What to do
Set down everything in the listing from the line containing "# point at: arched" down to the end of the listing, both ends included, and keep each line identical to the original.

** START **

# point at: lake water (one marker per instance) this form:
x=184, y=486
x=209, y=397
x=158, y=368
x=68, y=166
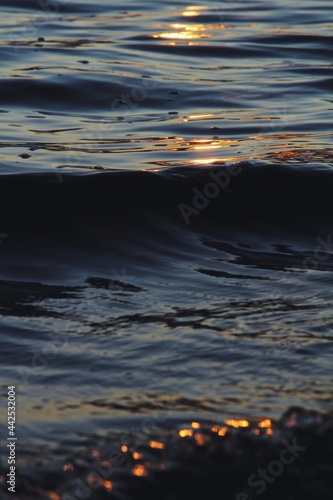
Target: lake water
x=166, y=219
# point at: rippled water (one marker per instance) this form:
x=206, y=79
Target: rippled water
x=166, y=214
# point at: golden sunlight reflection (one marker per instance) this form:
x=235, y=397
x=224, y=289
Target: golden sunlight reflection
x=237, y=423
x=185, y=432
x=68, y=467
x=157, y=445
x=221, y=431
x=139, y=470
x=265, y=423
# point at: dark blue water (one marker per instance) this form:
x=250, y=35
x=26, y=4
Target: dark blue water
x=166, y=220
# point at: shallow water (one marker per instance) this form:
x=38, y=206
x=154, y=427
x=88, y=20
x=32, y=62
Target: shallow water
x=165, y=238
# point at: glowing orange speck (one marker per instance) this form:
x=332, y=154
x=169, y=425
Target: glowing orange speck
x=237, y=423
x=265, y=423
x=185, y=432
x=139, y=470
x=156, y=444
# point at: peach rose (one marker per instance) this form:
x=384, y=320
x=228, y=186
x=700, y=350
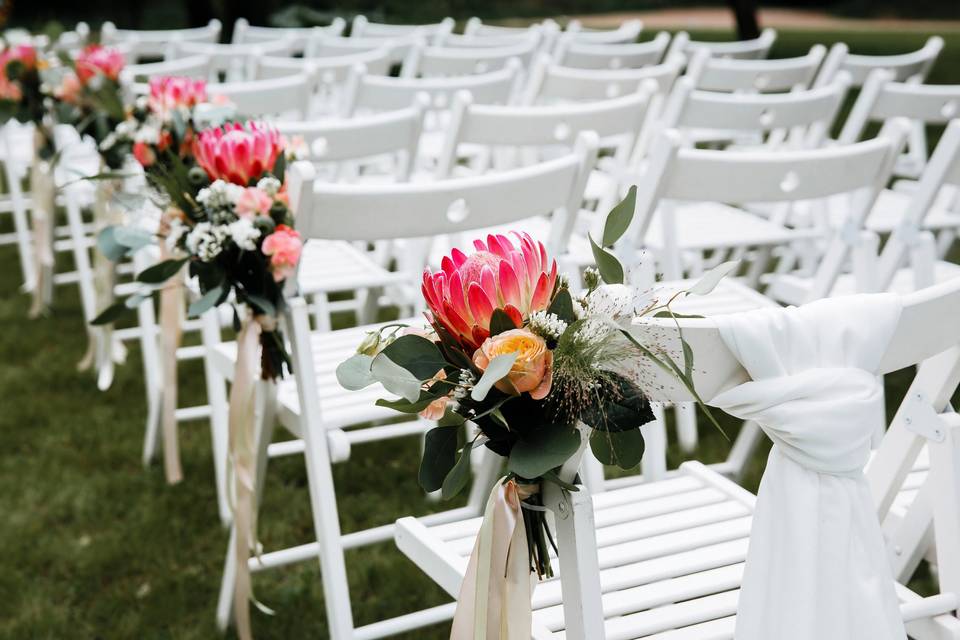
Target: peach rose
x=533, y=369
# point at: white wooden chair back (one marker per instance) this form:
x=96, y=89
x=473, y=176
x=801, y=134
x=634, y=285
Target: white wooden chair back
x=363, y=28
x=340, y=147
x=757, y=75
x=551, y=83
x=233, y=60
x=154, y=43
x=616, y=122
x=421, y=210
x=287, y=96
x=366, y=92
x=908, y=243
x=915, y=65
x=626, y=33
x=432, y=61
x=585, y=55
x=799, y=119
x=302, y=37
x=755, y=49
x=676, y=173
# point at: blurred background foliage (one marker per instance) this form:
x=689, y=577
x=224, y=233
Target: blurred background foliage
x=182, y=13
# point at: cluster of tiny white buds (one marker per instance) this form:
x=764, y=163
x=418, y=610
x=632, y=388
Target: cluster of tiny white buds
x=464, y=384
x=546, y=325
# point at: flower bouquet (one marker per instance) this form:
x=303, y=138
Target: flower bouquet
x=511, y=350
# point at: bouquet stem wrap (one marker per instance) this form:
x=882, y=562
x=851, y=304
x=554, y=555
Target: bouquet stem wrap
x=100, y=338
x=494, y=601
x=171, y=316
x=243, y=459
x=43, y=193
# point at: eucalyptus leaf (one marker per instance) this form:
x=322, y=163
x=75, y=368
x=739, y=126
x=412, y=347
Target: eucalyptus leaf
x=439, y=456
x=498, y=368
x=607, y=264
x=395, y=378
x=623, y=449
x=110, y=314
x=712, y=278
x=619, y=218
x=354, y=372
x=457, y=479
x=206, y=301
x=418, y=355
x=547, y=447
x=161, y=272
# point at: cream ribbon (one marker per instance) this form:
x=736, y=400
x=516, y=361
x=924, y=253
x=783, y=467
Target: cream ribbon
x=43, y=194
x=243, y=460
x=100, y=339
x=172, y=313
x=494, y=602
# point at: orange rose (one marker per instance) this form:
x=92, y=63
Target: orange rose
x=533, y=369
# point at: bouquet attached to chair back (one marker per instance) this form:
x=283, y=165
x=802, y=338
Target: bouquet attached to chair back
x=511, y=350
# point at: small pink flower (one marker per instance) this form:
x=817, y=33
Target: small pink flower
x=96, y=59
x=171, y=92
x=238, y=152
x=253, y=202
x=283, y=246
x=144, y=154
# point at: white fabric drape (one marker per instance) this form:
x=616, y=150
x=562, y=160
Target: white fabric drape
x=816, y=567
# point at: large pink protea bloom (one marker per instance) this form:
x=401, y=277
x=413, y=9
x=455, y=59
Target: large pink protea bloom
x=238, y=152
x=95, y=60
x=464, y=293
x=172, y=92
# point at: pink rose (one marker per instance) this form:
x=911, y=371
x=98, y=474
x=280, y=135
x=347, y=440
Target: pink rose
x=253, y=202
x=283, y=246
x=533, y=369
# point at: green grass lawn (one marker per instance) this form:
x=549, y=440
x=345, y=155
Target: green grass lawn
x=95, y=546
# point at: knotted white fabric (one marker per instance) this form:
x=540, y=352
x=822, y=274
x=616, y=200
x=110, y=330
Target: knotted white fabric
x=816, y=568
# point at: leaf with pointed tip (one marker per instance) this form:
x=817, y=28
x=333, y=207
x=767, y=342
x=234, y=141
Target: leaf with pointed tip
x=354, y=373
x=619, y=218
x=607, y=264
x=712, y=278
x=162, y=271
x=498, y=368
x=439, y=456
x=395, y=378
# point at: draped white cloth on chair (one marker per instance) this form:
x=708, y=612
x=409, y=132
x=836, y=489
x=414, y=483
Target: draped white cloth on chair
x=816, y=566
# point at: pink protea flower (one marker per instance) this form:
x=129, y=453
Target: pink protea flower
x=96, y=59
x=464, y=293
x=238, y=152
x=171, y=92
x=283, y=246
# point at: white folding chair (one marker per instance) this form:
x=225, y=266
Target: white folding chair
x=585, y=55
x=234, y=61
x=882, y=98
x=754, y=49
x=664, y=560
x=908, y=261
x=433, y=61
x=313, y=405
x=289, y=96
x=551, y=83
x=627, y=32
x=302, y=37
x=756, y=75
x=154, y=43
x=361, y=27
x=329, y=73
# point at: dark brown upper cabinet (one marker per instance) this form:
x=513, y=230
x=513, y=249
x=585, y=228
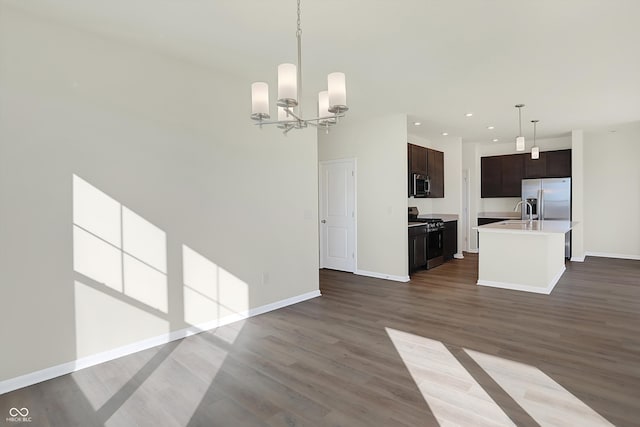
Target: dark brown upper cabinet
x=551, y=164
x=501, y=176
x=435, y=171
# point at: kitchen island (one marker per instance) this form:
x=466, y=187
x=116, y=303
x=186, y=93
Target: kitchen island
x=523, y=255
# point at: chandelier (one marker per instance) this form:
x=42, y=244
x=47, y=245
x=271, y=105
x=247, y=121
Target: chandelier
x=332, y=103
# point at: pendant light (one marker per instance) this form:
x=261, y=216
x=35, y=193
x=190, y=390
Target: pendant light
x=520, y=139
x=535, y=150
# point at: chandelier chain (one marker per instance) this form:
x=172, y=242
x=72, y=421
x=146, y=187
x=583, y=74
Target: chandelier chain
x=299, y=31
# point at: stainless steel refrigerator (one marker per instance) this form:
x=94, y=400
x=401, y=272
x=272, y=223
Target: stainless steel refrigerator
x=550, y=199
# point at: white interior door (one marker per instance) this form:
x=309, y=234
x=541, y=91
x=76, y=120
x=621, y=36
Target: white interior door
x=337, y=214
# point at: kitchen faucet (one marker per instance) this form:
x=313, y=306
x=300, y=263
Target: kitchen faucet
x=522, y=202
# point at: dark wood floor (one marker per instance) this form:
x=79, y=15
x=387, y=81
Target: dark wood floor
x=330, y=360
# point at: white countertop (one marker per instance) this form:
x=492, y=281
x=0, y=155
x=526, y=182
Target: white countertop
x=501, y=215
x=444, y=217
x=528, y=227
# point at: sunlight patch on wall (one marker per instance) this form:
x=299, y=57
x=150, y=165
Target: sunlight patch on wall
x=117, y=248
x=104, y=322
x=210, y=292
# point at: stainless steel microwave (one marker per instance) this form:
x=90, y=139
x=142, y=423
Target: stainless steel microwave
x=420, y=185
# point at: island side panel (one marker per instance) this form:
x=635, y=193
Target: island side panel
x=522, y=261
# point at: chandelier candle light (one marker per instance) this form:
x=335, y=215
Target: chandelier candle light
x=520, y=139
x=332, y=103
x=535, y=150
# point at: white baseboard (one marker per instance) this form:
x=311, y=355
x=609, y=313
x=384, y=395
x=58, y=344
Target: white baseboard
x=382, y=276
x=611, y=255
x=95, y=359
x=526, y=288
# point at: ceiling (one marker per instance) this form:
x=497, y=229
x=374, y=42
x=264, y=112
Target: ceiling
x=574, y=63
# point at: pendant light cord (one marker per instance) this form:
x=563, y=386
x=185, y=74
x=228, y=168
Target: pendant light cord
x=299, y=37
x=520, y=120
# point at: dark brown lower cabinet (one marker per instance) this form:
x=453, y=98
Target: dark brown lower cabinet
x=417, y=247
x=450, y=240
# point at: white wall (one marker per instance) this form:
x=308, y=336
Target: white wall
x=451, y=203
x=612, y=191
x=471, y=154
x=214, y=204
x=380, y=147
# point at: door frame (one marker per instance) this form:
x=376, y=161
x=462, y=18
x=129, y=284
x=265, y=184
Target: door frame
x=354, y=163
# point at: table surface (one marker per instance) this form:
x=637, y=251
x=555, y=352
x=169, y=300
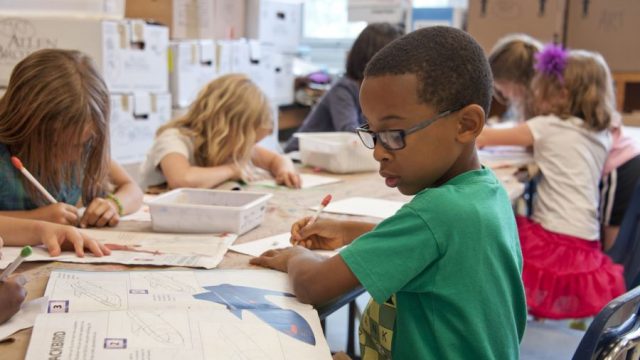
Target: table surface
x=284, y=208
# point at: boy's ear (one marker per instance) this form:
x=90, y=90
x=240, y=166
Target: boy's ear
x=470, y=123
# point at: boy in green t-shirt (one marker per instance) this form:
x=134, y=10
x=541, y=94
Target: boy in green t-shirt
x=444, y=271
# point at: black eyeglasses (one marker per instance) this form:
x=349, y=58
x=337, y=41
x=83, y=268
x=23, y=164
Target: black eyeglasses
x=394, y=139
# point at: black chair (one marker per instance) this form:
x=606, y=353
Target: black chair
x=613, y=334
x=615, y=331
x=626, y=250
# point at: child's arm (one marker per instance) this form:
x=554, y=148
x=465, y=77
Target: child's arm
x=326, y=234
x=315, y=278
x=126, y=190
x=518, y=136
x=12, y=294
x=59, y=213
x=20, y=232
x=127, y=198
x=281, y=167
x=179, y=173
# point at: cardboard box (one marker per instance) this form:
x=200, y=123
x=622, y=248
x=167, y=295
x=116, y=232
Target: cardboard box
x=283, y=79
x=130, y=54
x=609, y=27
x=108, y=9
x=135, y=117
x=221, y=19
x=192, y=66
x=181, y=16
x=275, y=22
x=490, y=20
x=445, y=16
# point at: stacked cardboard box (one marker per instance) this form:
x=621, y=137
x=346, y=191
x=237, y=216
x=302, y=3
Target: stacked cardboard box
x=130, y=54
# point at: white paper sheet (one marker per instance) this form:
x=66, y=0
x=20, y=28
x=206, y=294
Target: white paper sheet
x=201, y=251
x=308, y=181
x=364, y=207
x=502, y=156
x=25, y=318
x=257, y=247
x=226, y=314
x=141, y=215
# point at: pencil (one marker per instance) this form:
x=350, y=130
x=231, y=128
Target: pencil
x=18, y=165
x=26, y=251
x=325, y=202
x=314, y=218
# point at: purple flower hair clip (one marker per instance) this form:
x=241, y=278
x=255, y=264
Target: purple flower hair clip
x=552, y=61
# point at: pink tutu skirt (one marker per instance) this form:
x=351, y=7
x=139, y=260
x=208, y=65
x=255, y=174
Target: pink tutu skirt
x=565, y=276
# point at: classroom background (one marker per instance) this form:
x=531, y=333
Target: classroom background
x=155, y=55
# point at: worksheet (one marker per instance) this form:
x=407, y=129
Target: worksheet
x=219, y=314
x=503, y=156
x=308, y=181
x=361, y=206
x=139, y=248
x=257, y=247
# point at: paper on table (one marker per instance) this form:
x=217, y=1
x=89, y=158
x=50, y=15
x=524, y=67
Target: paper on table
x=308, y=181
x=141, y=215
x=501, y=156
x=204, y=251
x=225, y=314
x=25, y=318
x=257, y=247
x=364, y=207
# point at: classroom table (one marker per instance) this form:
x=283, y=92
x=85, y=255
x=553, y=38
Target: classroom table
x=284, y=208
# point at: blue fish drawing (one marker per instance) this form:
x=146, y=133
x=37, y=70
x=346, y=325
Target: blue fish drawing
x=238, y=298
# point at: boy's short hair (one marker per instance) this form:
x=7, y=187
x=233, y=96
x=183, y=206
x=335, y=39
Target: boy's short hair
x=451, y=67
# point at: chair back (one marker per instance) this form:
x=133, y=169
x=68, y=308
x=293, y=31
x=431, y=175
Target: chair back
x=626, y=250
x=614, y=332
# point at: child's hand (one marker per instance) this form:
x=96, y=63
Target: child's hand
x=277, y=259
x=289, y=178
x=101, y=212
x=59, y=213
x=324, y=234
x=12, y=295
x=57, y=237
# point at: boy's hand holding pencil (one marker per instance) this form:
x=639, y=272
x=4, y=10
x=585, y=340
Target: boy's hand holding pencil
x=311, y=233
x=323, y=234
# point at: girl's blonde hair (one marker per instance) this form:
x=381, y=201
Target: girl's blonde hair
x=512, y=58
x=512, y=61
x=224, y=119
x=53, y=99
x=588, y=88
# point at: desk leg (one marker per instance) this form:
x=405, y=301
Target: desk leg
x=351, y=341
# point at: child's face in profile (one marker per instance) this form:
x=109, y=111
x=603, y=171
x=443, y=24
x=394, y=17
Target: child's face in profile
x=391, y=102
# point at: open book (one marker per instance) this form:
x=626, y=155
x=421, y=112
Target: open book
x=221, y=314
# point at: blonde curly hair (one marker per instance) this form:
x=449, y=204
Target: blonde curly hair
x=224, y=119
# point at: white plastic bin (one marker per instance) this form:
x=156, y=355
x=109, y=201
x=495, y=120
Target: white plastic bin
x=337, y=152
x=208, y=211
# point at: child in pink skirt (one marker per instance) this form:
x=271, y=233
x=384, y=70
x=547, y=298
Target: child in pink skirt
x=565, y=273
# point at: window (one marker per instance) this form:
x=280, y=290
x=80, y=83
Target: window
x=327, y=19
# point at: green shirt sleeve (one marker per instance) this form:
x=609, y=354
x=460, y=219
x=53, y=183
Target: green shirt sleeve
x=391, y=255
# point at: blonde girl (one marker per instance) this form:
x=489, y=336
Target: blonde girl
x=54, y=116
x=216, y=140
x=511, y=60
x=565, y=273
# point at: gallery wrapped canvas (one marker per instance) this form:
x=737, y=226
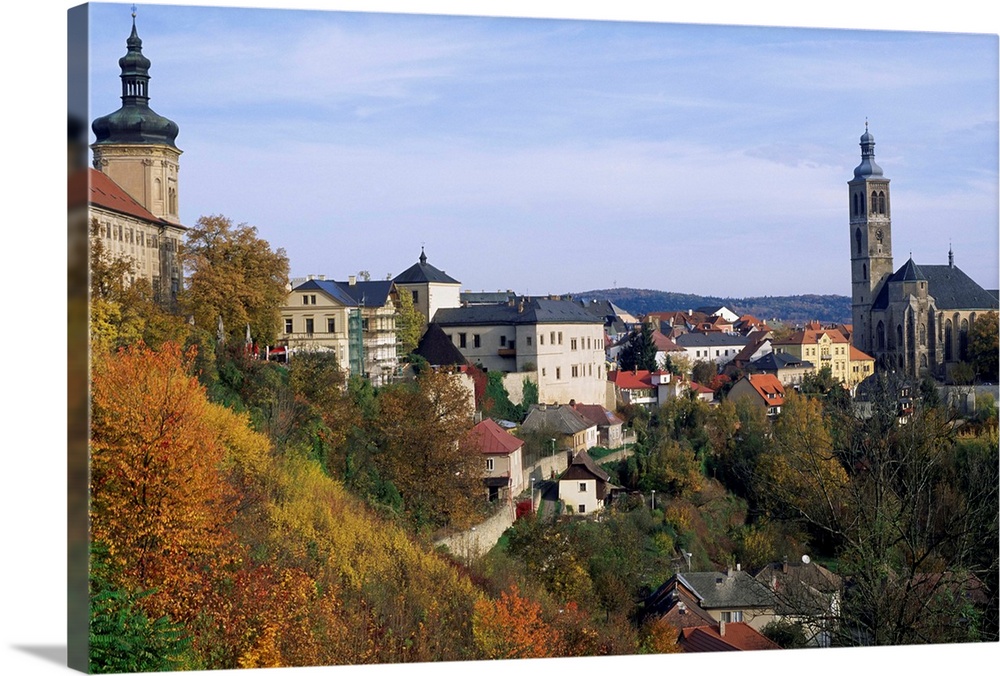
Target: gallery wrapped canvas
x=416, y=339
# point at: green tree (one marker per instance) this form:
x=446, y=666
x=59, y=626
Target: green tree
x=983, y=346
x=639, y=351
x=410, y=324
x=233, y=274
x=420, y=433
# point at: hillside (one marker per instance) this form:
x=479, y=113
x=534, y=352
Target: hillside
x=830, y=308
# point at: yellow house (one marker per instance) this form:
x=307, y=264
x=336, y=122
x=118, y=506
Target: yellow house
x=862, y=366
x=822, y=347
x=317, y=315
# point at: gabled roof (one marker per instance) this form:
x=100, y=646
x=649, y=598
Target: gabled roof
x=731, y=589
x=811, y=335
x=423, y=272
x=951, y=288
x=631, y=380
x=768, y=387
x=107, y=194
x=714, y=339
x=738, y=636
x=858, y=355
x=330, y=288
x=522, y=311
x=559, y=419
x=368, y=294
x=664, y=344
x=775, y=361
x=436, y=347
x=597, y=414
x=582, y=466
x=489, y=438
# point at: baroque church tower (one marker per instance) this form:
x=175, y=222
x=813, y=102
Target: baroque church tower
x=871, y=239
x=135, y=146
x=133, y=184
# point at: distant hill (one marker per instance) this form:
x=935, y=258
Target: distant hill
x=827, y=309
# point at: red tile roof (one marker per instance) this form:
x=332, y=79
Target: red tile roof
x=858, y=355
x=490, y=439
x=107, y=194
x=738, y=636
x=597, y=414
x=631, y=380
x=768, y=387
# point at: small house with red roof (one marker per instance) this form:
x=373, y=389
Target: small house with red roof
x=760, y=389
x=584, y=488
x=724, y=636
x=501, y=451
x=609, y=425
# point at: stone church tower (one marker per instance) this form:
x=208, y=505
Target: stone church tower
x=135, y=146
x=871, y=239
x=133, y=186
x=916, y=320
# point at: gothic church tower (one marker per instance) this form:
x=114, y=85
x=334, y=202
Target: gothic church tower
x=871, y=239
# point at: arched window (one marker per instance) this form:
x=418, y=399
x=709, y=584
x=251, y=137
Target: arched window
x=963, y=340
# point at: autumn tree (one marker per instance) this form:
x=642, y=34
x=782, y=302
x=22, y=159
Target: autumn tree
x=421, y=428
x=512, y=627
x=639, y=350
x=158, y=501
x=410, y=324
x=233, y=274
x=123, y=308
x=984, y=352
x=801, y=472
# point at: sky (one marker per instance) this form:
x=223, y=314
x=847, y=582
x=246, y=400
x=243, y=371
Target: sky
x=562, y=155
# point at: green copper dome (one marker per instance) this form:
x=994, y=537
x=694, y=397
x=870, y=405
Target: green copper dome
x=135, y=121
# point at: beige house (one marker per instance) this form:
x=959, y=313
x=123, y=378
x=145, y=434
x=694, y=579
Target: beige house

** END **

Response to this exercise
# point at: arched window (one marker per instance) this form:
x=418, y=399
x=709, y=584
x=251, y=137
Target: arched window
x=963, y=340
# point at: autumn tree (one marker per instance) this form:
x=642, y=34
x=782, y=302
x=22, y=159
Target: autumn tree
x=421, y=428
x=512, y=627
x=639, y=350
x=158, y=501
x=410, y=324
x=233, y=274
x=123, y=308
x=984, y=352
x=801, y=472
# point at: sky (one marker per instance) this form:
x=223, y=314
x=847, y=582
x=246, y=400
x=243, y=371
Target: sky
x=562, y=155
# point at: green copper dome (one marker per instance) this form:
x=994, y=537
x=694, y=397
x=870, y=405
Target: green copper dome
x=135, y=121
# point at: beige house (one marker per instance) this form:
x=959, y=313
x=123, y=378
x=145, y=434
x=694, y=579
Target: beige house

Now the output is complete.